* [Your instructions]
How many lines in the listing below contain the string "pagoda"? Case counts. Reply with the number alone.

######

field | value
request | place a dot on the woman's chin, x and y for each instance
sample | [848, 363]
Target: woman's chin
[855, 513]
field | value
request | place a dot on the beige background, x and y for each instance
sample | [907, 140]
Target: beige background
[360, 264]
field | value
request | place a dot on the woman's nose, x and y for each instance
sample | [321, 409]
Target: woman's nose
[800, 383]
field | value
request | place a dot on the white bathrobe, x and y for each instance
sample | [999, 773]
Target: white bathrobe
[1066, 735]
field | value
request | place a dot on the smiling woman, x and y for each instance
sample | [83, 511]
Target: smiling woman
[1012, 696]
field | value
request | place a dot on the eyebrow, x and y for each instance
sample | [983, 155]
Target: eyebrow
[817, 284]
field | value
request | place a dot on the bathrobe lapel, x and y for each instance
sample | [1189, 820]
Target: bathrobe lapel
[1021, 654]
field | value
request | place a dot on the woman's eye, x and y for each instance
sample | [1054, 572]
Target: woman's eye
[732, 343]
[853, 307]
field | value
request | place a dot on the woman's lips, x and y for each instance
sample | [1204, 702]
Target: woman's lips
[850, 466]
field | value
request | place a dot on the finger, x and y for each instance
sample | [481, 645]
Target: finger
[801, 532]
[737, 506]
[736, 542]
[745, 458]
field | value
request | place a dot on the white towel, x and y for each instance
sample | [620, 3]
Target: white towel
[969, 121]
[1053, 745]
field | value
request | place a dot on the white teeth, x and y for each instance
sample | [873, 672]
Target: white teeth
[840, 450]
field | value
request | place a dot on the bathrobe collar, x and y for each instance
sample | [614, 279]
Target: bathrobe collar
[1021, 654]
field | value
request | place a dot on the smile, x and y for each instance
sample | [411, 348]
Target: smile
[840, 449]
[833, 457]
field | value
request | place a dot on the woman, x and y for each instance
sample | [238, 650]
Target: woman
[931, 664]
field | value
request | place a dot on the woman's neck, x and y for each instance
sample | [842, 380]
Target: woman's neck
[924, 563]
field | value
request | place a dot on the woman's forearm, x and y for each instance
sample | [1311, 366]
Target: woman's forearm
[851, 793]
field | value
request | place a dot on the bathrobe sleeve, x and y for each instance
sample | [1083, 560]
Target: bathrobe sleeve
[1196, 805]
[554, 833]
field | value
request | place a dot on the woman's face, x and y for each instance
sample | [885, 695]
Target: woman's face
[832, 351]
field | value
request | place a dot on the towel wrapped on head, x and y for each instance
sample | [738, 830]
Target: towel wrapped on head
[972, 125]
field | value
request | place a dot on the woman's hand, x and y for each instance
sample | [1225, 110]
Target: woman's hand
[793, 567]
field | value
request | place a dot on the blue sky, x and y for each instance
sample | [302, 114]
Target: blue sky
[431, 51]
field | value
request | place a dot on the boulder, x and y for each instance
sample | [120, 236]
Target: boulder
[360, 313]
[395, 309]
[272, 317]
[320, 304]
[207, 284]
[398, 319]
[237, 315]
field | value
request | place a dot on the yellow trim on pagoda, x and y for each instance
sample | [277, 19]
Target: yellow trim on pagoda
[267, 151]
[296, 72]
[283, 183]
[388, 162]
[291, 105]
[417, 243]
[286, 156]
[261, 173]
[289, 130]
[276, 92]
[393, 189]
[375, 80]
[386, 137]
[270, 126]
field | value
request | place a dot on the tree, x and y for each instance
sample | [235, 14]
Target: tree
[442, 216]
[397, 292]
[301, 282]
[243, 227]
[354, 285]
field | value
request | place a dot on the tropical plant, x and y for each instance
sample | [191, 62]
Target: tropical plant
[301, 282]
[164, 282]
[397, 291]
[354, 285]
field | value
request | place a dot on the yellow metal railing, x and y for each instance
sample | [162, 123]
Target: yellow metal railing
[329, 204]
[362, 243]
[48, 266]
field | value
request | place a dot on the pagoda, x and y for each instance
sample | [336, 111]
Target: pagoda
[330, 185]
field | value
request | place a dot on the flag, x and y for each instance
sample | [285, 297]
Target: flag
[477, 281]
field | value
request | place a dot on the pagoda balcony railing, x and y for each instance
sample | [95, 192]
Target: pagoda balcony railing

######

* [Output for this task]
6